How many lines in the listing below contain the string "skyscraper", counting only case-sensitive matches? Reply with the number alone.

= = = = = = =

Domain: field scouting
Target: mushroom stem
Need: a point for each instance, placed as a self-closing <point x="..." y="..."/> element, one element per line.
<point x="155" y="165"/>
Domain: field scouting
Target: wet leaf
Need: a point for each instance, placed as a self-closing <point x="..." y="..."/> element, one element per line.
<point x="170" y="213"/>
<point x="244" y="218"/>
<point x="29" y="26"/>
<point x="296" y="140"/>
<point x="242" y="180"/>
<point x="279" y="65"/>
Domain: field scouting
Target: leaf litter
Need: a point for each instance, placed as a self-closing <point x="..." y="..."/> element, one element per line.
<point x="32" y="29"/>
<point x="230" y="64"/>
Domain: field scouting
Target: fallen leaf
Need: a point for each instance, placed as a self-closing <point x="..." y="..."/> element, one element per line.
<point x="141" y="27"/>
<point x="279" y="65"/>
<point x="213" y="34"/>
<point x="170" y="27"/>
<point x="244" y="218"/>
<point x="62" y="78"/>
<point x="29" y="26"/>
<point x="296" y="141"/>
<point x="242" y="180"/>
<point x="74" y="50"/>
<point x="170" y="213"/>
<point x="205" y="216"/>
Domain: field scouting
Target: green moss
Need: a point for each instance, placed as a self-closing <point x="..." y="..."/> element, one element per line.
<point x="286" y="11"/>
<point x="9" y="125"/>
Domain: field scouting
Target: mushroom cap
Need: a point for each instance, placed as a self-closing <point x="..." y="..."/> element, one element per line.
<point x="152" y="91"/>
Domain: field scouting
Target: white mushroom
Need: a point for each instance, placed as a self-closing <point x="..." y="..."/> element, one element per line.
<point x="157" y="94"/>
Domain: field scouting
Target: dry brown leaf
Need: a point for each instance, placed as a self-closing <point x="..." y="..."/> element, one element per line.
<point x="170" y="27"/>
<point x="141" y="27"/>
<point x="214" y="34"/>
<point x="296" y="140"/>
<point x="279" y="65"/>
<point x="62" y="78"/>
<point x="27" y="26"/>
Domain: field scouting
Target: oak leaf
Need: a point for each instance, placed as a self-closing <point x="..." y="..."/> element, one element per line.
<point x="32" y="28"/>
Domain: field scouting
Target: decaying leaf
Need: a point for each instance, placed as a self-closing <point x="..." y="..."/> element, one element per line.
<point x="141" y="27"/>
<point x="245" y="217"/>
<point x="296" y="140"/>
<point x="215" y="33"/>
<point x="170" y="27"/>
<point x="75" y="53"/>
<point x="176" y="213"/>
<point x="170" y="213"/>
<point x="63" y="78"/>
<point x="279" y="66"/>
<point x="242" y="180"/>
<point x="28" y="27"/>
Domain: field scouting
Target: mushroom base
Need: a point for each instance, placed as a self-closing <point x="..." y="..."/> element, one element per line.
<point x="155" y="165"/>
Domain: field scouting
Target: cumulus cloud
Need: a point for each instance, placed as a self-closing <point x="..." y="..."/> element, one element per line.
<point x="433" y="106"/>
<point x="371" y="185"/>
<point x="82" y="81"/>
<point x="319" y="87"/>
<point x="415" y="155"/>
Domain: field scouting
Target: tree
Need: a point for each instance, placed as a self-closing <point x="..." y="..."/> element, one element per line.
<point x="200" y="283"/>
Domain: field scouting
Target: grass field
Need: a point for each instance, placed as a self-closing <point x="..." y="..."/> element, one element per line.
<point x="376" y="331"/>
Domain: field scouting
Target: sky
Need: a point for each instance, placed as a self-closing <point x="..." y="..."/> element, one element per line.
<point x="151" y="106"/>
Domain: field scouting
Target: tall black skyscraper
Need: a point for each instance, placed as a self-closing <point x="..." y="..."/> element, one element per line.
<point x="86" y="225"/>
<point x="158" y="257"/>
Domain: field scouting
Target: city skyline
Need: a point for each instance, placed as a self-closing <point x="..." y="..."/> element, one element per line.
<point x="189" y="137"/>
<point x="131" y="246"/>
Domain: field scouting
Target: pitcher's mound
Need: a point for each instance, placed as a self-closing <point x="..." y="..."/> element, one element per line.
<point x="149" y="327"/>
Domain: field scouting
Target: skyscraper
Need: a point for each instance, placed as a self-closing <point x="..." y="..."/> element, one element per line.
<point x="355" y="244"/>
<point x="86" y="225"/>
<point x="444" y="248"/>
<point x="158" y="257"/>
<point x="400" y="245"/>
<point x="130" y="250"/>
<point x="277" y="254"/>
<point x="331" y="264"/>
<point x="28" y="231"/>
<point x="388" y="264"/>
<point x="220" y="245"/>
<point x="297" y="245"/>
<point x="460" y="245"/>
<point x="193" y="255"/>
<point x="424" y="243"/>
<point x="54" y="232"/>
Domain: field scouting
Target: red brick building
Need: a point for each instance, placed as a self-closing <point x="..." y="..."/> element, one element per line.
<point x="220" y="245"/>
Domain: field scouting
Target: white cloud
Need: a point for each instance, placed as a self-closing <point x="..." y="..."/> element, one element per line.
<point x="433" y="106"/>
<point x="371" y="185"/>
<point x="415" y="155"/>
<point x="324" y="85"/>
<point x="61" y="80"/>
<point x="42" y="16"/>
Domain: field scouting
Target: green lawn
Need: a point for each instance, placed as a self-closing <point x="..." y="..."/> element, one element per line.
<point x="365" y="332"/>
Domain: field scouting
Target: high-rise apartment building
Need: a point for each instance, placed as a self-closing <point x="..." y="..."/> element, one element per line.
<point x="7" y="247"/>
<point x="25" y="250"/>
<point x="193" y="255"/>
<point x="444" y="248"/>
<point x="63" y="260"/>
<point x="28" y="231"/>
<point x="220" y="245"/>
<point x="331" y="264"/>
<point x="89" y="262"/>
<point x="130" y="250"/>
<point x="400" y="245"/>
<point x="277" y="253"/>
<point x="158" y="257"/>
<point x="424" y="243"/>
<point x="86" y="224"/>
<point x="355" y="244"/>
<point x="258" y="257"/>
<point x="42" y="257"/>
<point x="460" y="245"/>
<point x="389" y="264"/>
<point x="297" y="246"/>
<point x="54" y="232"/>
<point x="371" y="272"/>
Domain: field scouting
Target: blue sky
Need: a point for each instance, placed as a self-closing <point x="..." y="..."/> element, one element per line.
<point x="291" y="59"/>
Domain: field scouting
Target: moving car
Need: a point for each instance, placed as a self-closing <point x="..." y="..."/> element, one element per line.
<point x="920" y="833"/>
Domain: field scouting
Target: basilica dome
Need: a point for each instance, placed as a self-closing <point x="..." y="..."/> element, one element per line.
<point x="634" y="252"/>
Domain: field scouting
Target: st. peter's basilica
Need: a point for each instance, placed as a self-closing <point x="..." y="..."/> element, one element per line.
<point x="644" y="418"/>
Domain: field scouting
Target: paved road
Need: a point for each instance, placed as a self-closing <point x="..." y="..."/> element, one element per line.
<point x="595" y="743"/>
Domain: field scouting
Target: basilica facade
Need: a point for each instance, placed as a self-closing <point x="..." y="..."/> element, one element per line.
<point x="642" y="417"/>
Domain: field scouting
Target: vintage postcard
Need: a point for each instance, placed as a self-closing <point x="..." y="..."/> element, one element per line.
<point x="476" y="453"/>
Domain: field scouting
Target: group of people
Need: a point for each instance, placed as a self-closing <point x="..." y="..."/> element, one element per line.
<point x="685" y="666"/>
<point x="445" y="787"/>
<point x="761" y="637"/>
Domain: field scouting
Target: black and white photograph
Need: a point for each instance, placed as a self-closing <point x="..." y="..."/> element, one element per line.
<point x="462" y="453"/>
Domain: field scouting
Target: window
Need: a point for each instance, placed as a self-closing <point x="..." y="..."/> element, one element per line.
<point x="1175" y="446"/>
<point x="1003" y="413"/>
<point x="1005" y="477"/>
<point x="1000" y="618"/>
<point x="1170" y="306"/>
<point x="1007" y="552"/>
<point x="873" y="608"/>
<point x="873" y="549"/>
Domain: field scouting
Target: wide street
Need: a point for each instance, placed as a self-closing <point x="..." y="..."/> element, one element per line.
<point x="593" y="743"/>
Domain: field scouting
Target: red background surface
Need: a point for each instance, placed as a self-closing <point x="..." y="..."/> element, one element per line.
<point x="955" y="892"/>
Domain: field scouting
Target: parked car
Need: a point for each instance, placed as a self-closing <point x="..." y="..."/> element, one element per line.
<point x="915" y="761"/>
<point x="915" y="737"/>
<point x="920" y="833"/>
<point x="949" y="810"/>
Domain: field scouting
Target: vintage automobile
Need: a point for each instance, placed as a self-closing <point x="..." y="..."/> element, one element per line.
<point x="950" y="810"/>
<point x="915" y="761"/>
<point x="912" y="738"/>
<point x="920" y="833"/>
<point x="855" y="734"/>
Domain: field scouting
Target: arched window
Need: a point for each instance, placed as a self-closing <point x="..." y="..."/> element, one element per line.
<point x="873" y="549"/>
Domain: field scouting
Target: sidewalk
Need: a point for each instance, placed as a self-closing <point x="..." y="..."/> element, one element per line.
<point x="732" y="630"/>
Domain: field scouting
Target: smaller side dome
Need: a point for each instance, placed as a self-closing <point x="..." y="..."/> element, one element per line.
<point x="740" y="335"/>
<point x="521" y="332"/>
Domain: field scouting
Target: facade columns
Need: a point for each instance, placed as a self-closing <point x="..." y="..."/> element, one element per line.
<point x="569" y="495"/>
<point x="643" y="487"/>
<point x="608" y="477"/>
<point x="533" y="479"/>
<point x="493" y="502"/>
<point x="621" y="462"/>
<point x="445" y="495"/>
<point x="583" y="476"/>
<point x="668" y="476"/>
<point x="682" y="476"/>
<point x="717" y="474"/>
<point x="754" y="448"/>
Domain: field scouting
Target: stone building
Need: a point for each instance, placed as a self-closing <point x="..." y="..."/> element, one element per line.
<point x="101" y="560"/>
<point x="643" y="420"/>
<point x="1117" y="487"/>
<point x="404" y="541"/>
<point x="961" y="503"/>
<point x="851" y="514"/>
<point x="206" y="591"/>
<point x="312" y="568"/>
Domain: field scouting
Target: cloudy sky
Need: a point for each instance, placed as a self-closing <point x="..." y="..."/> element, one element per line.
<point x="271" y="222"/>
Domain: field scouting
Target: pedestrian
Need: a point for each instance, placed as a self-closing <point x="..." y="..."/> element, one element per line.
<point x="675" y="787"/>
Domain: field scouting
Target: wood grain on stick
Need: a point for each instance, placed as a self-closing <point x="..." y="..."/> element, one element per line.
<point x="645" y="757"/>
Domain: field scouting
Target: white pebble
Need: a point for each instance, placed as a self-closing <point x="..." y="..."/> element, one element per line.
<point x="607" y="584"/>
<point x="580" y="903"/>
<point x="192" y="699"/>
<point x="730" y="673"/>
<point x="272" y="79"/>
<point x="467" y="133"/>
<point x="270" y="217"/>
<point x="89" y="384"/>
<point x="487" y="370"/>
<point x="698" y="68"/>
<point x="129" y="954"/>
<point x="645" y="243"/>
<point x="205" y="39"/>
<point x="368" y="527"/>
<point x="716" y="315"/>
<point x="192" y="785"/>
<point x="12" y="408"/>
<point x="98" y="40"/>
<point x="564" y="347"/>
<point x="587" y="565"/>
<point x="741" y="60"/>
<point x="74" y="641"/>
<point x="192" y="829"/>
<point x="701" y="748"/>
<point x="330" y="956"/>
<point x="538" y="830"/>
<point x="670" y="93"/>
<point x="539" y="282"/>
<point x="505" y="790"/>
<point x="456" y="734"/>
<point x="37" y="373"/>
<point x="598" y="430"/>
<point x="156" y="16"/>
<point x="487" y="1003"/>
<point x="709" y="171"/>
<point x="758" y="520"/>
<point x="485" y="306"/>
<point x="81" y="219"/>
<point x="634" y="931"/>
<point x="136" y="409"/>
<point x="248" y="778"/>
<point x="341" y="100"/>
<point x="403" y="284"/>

= = = = = = =

• Completed exercise: 2